SHORT TASK:
Filter the listing below down to every line containing the word "wall", where case counts, and copy those lines out.
BEGIN DATASET CONTENT
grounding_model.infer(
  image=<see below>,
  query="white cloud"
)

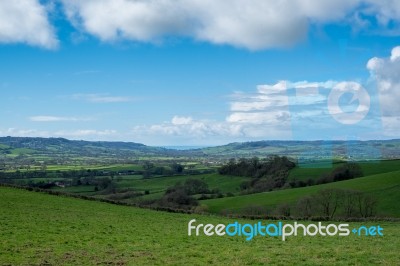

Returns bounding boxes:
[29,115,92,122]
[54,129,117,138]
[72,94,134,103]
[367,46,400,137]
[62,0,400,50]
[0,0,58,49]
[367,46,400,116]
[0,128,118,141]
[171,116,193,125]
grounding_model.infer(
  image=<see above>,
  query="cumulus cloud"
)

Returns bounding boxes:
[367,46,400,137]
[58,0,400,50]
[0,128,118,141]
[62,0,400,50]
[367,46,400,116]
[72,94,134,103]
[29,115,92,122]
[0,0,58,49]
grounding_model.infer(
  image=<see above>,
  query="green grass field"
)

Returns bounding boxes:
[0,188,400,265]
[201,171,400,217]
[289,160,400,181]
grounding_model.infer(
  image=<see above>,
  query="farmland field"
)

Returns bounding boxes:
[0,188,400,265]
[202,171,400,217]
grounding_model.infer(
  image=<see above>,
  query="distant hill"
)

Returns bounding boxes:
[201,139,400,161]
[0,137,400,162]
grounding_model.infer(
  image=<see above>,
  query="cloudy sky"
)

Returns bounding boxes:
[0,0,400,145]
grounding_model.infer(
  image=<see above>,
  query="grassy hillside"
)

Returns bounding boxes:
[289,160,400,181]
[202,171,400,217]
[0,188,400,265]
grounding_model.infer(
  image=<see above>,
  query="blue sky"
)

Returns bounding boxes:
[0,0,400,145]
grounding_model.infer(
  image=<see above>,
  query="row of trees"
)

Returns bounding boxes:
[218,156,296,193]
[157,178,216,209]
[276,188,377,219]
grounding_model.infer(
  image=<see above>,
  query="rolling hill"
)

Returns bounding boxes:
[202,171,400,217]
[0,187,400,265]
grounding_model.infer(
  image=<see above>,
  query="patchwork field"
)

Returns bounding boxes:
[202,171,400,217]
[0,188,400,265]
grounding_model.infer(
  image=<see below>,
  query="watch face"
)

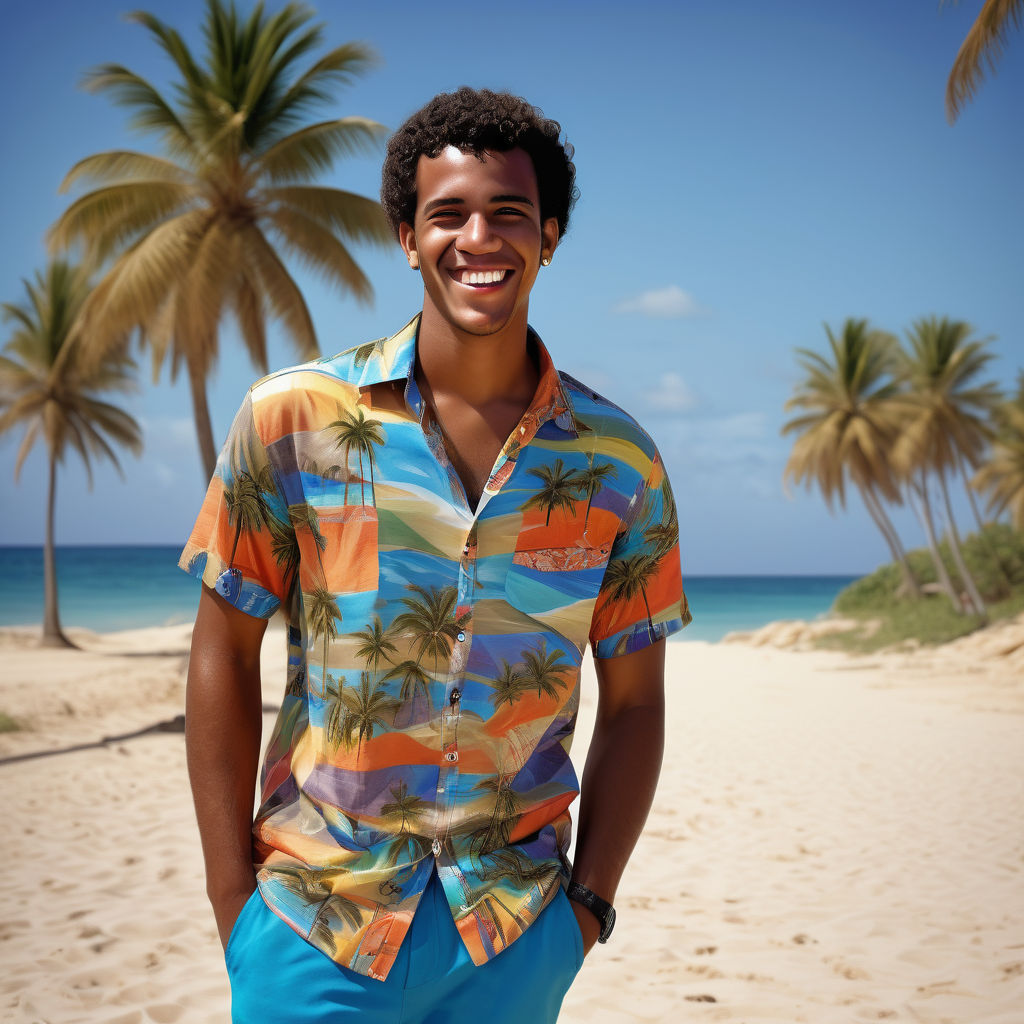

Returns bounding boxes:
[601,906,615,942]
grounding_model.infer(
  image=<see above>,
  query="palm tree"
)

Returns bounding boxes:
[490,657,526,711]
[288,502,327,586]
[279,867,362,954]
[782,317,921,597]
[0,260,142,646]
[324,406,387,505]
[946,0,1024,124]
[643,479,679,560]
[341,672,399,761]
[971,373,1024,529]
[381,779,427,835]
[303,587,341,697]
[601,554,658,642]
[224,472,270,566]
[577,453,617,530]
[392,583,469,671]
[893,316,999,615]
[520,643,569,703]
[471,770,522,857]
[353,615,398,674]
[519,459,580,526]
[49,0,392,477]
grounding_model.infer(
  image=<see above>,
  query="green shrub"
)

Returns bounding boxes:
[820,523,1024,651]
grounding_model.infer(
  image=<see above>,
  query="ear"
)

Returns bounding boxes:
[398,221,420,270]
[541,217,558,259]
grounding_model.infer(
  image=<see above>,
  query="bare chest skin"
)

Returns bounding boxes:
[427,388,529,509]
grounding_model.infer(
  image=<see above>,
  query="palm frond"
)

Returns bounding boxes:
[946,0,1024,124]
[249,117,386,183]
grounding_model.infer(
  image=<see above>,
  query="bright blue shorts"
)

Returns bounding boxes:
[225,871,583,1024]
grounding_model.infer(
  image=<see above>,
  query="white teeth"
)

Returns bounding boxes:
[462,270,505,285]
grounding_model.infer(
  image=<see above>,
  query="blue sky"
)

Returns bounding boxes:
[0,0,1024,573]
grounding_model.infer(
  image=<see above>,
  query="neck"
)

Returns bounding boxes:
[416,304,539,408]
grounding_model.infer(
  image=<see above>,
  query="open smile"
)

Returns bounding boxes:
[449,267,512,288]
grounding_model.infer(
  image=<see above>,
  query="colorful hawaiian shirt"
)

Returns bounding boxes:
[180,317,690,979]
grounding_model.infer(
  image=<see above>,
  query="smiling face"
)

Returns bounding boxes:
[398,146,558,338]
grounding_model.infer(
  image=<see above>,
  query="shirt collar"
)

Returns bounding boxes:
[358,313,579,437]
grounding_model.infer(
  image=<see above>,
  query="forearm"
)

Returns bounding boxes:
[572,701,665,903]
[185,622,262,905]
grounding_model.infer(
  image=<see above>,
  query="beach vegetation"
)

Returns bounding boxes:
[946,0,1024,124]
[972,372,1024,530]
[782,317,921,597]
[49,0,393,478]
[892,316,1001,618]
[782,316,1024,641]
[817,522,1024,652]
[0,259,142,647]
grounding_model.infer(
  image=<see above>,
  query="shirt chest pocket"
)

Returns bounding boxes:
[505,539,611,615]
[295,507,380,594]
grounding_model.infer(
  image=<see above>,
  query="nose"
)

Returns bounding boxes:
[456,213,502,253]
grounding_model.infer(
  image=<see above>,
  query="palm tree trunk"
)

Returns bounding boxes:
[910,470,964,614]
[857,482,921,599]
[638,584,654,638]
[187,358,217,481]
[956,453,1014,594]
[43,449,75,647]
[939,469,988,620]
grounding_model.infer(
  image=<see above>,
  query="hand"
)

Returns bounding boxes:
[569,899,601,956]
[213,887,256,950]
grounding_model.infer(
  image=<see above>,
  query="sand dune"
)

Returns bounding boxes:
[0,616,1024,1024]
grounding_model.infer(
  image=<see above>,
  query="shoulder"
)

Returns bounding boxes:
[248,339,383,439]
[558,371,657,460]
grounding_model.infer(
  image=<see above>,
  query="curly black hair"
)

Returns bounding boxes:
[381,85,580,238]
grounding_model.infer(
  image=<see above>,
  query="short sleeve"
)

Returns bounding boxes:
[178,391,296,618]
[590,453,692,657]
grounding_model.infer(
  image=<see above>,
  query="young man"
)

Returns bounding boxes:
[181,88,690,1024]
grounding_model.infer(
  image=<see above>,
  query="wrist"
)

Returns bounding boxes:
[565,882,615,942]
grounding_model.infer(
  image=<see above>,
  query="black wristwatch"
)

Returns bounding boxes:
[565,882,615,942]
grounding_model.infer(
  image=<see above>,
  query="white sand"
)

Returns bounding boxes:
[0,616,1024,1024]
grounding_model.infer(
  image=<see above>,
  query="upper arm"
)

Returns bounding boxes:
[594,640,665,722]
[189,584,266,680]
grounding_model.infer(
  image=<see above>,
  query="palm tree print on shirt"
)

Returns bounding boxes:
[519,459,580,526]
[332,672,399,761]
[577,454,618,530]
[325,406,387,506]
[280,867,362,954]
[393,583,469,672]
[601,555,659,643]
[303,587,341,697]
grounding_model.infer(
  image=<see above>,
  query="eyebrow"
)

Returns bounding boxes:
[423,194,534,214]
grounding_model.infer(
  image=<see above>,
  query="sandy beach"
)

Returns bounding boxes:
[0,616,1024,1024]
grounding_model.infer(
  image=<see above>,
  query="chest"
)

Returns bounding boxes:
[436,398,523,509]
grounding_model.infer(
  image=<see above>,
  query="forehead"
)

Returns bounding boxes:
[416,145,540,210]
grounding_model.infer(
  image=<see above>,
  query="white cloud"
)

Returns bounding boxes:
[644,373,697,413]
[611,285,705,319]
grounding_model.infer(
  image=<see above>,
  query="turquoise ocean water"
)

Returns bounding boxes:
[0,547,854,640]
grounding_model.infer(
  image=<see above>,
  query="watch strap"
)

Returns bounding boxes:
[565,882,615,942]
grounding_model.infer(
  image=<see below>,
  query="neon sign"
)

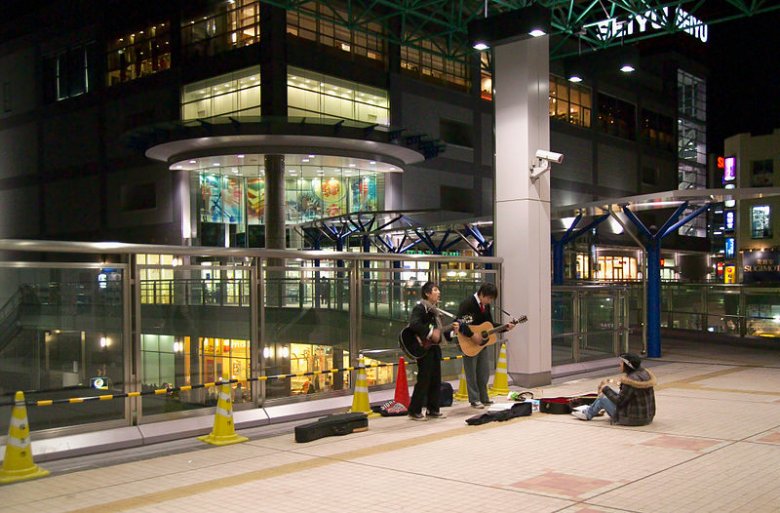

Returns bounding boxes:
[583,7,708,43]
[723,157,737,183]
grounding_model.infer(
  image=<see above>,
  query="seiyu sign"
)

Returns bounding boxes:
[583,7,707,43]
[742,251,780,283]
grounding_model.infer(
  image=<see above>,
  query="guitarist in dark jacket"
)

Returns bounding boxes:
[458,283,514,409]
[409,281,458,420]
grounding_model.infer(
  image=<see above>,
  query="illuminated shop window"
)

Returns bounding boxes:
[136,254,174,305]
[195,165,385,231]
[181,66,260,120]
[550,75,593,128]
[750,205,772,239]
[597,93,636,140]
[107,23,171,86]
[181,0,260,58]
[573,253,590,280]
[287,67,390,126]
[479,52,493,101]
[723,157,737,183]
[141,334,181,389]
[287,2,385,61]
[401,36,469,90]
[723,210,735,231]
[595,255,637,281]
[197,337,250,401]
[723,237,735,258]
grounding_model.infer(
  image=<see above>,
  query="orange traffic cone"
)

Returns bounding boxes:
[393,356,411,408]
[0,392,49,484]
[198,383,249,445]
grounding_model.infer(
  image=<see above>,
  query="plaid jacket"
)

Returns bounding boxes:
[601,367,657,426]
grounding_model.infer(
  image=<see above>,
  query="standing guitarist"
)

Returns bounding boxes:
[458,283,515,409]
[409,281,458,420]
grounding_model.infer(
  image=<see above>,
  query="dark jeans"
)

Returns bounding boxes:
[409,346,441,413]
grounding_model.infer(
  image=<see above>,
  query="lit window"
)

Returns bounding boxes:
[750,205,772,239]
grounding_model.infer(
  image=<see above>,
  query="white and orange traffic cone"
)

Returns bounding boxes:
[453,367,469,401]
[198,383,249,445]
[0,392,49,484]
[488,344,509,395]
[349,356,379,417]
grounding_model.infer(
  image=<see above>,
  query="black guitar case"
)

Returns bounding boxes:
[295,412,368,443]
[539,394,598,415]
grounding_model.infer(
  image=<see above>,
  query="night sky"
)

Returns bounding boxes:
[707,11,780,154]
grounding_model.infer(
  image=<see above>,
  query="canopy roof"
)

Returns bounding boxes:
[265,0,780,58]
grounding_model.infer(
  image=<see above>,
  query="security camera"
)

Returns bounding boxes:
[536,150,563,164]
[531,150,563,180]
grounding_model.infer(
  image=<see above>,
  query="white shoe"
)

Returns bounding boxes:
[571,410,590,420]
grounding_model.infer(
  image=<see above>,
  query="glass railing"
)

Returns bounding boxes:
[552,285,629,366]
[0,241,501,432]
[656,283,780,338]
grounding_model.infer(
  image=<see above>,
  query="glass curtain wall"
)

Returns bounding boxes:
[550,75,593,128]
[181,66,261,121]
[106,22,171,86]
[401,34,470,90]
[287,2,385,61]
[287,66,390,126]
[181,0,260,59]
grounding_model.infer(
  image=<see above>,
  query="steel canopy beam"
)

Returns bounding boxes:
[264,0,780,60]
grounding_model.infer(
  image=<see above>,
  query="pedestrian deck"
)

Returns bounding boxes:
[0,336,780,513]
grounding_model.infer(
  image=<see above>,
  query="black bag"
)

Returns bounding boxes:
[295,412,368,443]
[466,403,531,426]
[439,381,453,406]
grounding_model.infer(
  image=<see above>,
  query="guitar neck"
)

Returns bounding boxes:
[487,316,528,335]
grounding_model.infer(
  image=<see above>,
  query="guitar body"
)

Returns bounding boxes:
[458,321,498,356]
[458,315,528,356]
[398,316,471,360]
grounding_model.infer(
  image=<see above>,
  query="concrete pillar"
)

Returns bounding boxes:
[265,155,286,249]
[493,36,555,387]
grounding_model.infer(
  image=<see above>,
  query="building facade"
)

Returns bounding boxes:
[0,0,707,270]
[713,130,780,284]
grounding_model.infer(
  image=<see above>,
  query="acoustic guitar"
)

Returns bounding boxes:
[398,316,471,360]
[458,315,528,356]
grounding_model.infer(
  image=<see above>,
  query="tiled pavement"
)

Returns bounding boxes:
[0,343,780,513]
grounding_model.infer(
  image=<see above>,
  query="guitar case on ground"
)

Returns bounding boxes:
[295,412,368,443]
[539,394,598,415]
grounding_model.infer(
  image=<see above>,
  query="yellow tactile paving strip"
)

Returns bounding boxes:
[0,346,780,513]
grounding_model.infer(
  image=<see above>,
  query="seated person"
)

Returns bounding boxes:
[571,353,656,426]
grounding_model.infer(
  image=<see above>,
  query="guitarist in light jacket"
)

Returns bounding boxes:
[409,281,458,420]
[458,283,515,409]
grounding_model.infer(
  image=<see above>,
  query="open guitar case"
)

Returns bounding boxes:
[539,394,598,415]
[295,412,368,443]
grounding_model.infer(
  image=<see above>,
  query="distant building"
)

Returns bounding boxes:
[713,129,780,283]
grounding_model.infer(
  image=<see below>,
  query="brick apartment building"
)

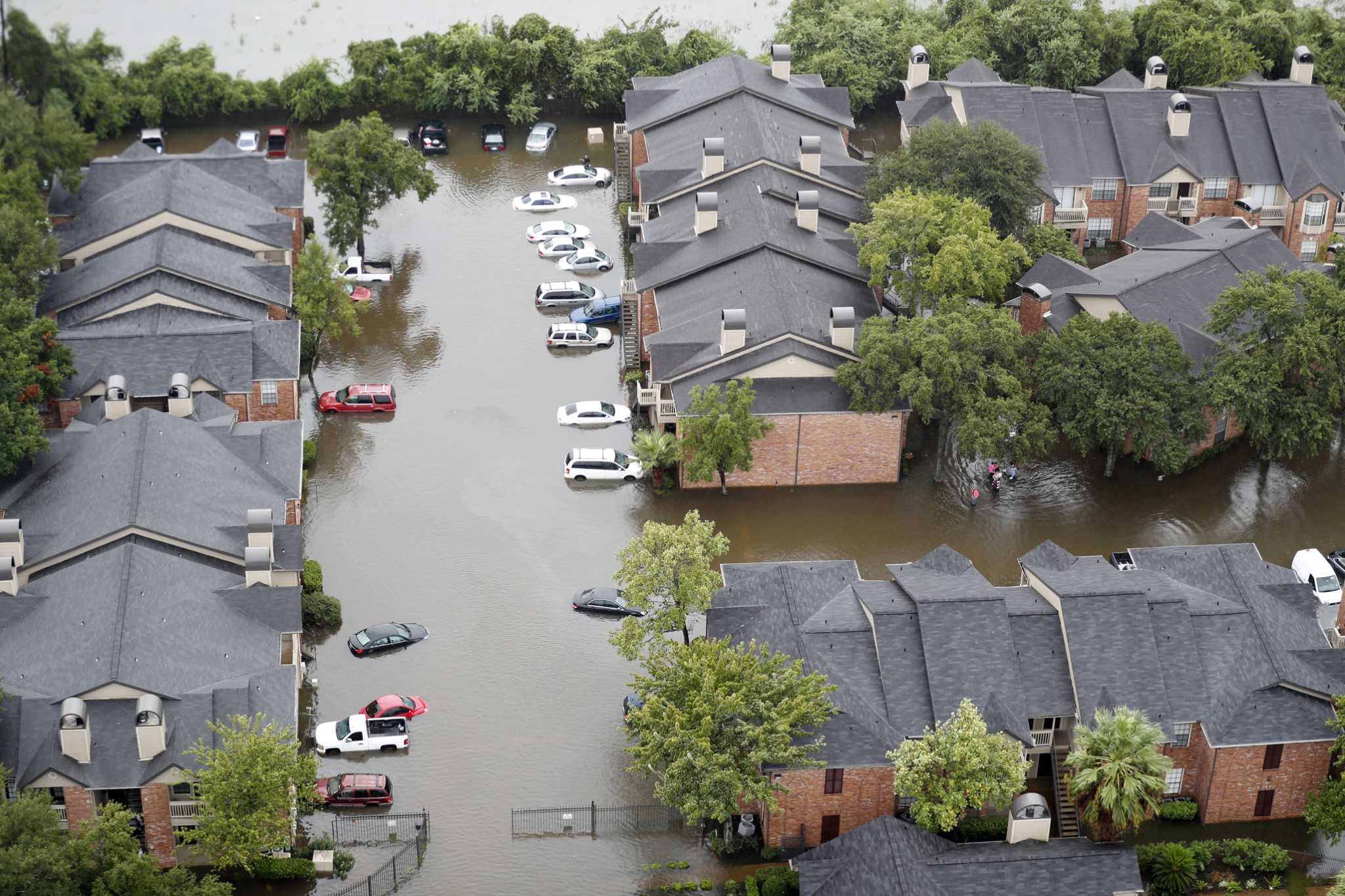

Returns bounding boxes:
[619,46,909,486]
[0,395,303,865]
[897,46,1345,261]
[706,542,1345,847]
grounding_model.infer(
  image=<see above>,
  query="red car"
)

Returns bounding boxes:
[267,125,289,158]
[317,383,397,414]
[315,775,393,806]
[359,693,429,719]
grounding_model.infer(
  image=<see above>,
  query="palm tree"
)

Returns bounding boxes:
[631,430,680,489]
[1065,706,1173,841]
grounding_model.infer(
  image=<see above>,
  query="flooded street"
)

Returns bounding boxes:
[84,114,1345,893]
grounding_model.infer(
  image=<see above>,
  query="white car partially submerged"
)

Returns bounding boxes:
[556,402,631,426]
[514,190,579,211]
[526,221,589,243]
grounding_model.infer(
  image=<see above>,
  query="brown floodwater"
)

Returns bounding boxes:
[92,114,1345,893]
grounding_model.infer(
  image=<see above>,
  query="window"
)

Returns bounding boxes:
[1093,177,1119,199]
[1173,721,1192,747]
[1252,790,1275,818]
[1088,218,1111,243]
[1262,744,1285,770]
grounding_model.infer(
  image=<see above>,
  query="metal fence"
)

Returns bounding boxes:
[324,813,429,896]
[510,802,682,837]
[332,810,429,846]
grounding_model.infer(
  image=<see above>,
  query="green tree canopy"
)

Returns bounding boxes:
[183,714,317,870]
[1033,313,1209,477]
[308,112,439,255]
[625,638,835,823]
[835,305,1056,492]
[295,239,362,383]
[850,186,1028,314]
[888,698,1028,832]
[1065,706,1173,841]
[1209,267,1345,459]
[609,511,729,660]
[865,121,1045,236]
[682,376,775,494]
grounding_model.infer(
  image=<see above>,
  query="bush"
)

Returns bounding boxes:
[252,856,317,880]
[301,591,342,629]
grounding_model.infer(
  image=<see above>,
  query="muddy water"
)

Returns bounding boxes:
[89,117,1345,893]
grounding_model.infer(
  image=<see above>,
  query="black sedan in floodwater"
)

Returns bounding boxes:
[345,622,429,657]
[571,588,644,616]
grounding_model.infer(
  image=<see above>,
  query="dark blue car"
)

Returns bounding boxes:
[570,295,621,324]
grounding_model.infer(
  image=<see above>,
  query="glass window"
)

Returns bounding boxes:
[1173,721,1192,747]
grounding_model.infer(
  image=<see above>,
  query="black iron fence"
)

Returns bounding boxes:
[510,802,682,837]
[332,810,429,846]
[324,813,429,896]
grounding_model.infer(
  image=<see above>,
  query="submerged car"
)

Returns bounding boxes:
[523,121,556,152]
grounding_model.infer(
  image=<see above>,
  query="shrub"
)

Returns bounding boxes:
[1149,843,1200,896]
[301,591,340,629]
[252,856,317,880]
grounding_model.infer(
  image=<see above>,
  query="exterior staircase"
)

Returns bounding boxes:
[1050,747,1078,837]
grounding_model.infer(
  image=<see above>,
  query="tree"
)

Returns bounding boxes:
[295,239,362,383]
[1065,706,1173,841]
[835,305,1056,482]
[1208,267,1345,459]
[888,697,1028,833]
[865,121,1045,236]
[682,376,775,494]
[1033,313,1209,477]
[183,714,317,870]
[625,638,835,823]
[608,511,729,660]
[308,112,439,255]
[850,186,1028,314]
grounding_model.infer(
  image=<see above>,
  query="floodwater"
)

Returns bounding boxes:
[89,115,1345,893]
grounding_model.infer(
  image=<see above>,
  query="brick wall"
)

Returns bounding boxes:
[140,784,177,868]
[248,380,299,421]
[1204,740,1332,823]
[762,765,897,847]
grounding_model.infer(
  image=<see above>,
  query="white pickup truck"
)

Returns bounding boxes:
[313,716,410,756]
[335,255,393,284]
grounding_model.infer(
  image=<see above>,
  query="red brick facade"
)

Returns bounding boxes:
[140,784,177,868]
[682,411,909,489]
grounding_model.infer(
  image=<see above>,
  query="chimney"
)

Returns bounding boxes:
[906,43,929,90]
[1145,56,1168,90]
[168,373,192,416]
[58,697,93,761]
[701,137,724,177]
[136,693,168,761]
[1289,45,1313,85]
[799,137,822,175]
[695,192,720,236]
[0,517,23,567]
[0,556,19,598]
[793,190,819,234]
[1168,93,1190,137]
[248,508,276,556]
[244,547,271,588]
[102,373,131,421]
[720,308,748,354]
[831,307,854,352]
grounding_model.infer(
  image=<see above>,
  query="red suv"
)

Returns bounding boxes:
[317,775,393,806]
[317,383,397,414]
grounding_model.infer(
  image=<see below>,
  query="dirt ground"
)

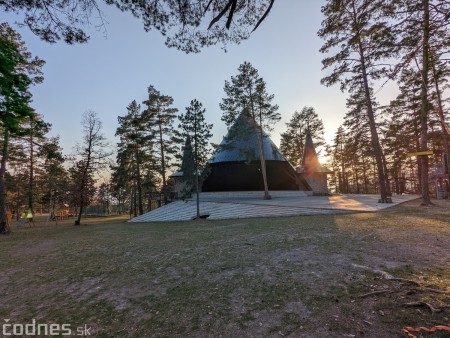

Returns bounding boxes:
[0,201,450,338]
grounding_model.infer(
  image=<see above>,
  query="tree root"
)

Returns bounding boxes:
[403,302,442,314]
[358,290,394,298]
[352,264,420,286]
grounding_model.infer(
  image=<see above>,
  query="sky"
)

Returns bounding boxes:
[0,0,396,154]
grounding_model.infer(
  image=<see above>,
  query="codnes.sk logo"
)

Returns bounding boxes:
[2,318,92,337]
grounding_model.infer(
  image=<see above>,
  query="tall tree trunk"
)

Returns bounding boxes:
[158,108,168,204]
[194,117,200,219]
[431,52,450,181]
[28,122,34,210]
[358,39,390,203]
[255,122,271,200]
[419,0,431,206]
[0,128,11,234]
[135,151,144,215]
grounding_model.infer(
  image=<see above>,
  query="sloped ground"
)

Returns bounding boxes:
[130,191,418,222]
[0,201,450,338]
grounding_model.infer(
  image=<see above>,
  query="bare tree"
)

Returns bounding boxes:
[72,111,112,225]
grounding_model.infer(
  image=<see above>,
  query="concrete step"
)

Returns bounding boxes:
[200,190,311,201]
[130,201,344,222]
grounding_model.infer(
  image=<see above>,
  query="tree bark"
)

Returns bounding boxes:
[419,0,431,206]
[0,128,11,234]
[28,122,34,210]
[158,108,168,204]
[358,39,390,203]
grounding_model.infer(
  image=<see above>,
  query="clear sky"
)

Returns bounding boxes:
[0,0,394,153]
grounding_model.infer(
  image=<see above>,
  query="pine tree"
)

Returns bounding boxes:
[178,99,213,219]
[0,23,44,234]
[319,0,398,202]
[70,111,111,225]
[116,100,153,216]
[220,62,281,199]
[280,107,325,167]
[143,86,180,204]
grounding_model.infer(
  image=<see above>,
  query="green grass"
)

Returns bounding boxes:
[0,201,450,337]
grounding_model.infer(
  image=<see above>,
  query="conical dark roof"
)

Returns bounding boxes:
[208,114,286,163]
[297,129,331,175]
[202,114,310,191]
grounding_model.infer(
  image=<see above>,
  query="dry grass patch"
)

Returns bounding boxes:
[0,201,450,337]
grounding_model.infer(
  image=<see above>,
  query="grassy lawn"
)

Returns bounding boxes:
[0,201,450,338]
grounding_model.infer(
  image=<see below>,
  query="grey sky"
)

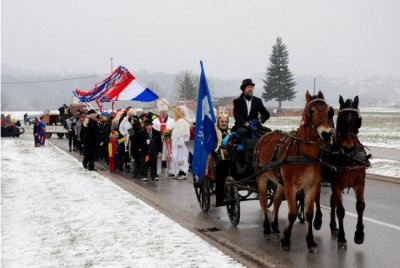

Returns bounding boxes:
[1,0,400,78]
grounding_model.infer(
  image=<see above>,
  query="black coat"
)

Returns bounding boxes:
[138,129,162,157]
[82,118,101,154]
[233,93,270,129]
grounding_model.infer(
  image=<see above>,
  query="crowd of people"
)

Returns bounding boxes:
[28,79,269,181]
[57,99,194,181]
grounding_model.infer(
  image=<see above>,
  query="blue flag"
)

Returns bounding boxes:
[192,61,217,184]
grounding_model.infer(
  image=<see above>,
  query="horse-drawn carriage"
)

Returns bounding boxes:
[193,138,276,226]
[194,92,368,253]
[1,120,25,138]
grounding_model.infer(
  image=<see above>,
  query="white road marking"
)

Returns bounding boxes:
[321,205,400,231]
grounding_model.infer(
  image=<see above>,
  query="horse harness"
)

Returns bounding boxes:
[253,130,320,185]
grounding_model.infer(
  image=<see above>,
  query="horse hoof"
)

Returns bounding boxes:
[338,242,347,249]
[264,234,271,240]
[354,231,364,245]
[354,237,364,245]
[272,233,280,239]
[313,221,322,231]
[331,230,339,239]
END DATASET CONTENT
EXERCISE ANSWER:
  query="glass curtain wall"
  query="brick wall"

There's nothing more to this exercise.